• **TASKS**:
**1.** Answer these questions using the post on feminism below.
(a) According to the writer, what determines whether they accept an argument?
(b) Which two idealizations of women does the writer say they challenge?
(c) What does the writer say women are, and what does that mean?
**2.** Return, with no changes, the part of the post on feminism below that opens with the words containing "In defense of" and closes with "that among politicians.".

• **PASSAGE**:
** START **

In defense of the sanctimonious women's studies set || First feminist blog on the internet

Being Fair Doesn’t Mean Being Balanced

Yes, yes, yes.

I do not accept an argument based on who made it. I accept an argument based on how well it was made. I tend to loathe almost all political speeches, from either “team,” for their ornamental rhetoric and simplistic formulations. I long for real debate, with actual claims that can be supported, demonstrated through evidence, and clear avoidance of fallacies. You aren’t going to see alot of that among politicians.

[Being a feminist] means that I challenge, whenever I can, clear examples of sexist assumptions, policies, actions, or statements that malign women. I don’t think women are better than men. I think women, in fact, can act as basely and dishonorably as men. That is part of being a feminist. I challenge any idealizations of women, whether the culturally familiar icon of the mournful mother or the chaste and modest young woman. I don’t think that women, as Victorian mythology would have it, are more naturally moral or empathetic than men are. I think women are humans, which means, they are as wonderful and as awful as men are.

** END **

• **DATASET**:

** START **

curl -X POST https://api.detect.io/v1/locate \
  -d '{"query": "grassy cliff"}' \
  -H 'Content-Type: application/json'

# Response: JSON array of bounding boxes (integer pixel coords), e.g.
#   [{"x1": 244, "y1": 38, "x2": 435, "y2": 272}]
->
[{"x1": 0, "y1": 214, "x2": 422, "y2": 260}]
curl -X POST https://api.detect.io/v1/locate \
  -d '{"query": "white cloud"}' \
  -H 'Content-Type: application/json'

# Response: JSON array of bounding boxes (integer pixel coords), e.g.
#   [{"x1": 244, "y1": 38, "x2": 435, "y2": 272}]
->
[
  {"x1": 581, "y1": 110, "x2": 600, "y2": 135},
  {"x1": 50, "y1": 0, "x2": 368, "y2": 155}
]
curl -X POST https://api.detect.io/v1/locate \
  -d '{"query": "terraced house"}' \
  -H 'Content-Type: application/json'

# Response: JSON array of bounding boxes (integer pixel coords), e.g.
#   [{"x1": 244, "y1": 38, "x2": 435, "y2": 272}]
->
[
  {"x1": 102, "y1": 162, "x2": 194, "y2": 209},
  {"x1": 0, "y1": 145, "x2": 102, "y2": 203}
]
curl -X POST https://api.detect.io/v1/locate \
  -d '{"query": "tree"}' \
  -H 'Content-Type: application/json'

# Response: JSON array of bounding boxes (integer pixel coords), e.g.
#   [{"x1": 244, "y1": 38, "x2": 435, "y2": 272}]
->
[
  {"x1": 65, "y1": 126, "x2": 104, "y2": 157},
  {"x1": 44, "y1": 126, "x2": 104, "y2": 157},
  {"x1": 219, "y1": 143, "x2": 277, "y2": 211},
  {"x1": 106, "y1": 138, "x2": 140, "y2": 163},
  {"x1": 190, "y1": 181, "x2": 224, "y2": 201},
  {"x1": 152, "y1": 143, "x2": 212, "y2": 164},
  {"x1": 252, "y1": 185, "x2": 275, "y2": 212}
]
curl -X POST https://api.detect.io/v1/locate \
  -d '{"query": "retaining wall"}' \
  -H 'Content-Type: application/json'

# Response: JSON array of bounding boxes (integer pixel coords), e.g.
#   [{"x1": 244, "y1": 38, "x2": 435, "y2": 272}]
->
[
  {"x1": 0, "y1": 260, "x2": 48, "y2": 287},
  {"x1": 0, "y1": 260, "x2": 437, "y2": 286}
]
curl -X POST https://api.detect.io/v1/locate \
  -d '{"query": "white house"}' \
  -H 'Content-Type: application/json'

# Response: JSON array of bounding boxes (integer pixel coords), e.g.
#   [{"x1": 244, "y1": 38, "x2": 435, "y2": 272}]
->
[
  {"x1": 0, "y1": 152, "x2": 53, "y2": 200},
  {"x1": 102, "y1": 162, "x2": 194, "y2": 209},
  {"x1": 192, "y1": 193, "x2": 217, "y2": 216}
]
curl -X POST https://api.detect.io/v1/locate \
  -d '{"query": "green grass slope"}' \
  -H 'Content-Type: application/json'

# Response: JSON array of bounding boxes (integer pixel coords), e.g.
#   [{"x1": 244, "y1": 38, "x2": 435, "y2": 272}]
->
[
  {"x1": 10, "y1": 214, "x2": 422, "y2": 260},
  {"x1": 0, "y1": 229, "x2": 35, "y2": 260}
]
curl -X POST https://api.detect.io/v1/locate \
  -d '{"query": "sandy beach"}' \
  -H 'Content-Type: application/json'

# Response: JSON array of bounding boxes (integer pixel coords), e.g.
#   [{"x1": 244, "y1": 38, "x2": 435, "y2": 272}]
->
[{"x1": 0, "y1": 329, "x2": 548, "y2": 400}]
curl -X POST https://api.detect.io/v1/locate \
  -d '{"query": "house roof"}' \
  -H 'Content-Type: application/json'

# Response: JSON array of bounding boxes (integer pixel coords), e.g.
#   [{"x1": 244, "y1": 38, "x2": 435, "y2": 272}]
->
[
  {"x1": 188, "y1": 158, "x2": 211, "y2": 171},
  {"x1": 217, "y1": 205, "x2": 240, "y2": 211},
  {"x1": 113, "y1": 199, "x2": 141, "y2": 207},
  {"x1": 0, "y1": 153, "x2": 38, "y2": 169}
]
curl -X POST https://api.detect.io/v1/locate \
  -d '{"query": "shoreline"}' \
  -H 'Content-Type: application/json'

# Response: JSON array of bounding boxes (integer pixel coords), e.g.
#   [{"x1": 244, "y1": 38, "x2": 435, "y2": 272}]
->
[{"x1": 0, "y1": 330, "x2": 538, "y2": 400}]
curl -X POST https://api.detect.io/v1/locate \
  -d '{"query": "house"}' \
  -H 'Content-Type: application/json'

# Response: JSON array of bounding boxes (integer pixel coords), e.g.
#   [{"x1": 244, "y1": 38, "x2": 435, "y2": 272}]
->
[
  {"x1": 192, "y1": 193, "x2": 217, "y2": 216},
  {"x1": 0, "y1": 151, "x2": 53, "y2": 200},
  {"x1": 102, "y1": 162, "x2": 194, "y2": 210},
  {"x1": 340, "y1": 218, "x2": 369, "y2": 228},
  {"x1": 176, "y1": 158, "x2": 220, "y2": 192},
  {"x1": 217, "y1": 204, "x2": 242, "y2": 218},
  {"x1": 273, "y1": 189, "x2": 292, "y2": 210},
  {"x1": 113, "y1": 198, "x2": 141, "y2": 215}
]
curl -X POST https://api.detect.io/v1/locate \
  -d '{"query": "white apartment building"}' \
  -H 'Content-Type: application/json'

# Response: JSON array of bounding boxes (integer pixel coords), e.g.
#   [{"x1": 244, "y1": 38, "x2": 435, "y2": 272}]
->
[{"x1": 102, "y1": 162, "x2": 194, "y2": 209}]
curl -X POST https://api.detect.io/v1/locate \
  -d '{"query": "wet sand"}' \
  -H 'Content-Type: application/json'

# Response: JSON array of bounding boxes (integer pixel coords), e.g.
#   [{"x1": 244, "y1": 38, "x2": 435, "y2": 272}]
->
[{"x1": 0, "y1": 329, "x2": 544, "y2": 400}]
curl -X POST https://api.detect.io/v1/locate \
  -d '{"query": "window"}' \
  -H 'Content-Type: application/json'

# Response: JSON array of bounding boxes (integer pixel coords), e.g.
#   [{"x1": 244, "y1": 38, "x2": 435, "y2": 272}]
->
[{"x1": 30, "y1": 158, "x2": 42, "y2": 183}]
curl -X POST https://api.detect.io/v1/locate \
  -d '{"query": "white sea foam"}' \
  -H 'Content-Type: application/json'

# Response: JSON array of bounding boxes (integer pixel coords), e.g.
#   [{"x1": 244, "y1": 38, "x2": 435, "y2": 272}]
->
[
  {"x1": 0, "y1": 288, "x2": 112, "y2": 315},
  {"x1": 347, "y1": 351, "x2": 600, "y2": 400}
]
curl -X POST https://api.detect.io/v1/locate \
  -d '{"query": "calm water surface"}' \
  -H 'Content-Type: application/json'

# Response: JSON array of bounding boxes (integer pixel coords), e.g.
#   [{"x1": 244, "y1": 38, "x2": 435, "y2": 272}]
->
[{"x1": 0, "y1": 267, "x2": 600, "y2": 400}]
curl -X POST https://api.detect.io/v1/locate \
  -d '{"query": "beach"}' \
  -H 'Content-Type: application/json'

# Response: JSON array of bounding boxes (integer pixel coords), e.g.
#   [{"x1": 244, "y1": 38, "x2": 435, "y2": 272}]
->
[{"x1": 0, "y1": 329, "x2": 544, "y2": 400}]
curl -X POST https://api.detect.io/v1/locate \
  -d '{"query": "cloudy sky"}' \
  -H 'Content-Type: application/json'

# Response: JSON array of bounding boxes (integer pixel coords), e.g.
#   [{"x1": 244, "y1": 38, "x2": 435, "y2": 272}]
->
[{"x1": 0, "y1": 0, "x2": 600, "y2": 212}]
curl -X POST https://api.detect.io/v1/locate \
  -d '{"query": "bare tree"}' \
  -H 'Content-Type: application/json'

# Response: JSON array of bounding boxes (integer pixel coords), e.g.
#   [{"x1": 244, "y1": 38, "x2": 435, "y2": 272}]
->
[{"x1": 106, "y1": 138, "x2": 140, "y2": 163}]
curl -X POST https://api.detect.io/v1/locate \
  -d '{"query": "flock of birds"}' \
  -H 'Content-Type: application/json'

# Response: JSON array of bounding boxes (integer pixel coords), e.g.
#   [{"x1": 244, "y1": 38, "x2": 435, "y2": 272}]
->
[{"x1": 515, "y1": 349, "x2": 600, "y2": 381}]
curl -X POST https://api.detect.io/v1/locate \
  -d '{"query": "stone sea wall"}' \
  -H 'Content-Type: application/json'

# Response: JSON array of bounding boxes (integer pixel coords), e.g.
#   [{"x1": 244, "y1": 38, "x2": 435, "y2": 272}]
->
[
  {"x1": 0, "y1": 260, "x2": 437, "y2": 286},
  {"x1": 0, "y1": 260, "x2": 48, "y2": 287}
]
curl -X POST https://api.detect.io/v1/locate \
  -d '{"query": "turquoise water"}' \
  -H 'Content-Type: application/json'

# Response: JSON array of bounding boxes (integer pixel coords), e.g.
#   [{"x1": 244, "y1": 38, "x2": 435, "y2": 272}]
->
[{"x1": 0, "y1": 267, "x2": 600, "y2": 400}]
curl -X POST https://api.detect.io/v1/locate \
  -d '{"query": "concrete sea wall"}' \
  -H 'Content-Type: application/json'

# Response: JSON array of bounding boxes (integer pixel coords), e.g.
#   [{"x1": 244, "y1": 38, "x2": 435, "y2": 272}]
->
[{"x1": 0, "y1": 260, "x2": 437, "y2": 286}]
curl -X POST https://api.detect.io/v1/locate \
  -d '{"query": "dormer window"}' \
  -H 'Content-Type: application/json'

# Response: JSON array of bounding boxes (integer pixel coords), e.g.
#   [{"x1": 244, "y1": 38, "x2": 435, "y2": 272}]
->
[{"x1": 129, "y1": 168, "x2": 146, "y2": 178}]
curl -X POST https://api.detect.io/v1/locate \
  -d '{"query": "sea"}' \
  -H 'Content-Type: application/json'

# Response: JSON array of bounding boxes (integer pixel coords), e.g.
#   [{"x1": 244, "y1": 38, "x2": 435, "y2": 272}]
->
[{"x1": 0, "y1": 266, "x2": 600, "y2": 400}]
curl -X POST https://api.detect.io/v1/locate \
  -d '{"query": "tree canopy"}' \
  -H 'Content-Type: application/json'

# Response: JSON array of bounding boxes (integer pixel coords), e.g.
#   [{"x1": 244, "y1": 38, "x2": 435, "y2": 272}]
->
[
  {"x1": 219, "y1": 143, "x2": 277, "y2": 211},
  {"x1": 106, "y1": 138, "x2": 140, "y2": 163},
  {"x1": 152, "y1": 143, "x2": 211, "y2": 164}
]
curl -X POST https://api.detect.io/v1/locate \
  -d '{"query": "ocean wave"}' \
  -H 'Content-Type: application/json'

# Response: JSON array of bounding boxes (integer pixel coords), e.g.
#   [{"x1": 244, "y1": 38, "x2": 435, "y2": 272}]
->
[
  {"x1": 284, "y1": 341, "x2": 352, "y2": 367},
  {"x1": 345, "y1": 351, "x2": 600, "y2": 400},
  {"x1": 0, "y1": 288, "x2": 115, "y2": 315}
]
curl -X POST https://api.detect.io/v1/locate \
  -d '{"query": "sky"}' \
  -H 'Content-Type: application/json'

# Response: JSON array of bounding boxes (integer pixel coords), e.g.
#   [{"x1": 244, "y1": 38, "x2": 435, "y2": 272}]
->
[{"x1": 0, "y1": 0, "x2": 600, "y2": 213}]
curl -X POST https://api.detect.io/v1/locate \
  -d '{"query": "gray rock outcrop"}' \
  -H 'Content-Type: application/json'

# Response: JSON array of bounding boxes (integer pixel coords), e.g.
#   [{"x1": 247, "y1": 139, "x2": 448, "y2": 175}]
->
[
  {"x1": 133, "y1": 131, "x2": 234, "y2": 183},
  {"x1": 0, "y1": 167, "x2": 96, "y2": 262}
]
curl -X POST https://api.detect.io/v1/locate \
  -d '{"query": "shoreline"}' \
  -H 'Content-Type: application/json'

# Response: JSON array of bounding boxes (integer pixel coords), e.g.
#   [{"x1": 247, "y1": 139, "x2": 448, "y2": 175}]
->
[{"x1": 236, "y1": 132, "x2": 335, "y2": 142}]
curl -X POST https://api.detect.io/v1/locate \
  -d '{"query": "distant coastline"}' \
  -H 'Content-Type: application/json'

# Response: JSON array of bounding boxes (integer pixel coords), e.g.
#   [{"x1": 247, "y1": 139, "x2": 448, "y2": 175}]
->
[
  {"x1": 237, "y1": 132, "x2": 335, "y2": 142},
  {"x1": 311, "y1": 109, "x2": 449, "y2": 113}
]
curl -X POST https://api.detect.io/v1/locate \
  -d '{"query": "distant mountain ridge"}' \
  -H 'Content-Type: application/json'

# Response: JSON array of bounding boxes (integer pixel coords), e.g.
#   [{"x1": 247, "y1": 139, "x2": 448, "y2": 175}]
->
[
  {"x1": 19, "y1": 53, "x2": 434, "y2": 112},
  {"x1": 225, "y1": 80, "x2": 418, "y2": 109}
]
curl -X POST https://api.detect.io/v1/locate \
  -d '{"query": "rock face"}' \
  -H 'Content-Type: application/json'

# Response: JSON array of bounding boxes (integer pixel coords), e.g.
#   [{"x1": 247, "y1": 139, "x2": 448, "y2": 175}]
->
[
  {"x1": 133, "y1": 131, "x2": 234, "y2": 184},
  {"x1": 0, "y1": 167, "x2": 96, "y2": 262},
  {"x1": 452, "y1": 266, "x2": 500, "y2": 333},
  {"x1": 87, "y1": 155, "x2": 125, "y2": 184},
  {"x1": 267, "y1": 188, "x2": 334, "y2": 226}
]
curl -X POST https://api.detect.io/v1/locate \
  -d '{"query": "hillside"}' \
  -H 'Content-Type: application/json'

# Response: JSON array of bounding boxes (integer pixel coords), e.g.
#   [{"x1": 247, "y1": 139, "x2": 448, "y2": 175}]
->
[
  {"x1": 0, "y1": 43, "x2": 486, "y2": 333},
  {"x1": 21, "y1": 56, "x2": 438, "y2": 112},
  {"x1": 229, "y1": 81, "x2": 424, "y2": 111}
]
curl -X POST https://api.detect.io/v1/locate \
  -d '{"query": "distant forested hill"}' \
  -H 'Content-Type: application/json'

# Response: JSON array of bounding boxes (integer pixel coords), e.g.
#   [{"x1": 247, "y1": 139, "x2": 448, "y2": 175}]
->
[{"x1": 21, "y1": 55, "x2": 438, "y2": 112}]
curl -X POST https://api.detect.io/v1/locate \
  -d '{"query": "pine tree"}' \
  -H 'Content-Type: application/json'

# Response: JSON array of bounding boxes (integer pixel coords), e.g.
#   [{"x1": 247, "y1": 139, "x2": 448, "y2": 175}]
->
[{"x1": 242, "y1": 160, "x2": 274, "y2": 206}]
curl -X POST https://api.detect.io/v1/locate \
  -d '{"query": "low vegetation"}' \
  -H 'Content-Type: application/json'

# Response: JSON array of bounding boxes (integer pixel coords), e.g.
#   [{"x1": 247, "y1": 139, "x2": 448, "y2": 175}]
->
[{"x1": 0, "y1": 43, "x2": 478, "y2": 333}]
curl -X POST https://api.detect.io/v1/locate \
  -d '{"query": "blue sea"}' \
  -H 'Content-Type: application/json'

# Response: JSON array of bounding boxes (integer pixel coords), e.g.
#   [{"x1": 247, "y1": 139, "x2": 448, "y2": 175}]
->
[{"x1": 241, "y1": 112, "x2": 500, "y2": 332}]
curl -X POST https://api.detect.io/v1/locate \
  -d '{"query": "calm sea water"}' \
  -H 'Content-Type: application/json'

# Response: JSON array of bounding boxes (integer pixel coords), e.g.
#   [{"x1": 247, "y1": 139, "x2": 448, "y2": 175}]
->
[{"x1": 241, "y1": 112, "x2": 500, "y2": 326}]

** END **

• **THE RESPONSES**:
**1.**
(a) How well the argument was made, not who made it.
(b) The culturally familiar icon of the mournful mother and the chaste and modest young woman.
(c) Humans, which means they are as wonderful and as awful as men are.

**2.**
In defense of the sanctimonious women's studies set || First feminist blog on the internet

Being Fair Doesn’t Mean Being Balanced

Yes, yes, yes.

I do not accept an argument based on who made it. I accept an argument based on how well it was made. I tend to loathe almost all political speeches, from either “team,” for their ornamental rhetoric and simplistic formulations. I long for real debate, with actual claims that can be supported, demonstrated through evidence, and clear avoidance of fallacies. You aren’t going to see alot of that among politicians.